> DATA FOR PROCESSING
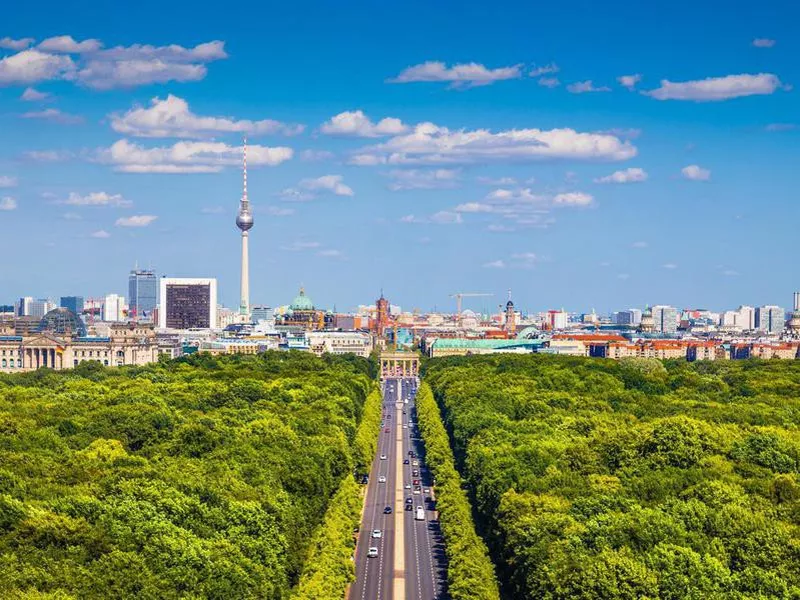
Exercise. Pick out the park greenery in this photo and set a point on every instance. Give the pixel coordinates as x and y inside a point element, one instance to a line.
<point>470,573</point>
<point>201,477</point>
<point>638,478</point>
--
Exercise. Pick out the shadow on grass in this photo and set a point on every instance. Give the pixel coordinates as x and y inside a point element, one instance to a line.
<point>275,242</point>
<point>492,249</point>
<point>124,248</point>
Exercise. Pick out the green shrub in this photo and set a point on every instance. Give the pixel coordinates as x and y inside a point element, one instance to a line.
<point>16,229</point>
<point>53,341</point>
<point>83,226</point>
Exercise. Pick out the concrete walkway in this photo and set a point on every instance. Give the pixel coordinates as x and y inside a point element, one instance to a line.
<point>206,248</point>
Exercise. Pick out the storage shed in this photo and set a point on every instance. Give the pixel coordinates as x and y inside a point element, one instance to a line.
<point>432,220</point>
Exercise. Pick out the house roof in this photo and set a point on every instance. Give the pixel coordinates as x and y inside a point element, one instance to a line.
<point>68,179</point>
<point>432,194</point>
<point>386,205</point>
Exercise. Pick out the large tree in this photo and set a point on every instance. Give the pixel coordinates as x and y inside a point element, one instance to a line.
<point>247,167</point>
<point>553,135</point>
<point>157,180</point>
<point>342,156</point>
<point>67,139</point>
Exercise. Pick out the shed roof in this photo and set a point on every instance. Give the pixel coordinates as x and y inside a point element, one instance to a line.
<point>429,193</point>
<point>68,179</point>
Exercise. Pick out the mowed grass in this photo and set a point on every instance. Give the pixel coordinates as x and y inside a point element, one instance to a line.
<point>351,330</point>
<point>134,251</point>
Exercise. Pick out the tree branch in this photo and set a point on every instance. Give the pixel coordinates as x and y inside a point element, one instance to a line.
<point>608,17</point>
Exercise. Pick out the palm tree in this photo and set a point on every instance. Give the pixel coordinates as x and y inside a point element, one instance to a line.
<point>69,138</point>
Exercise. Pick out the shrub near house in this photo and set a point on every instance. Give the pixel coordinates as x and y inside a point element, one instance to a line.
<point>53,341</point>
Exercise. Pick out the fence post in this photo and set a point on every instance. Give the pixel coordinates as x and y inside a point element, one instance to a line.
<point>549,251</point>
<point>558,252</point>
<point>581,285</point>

> STATED EXERCISE
Copy out everything from the line containing "Exercise. Pick out the house" down to the line containing "<point>67,139</point>", with both of those lines included and nothing else from the records. Raise every coordinate in the answers by 144 as you do.

> OUTPUT FOR THIS TASK
Exercise. Pick out the house roof in this photo and set a point on every instance. Give the pixel coordinates as x and y inside a point element, one instance to a line.
<point>212,323</point>
<point>576,338</point>
<point>530,349</point>
Exercise. Pick out the large tree in this photo and set a point on every instance. Give the pixel coordinates as x and y inside a point element, one instance to a line.
<point>391,311</point>
<point>697,279</point>
<point>301,324</point>
<point>486,300</point>
<point>211,283</point>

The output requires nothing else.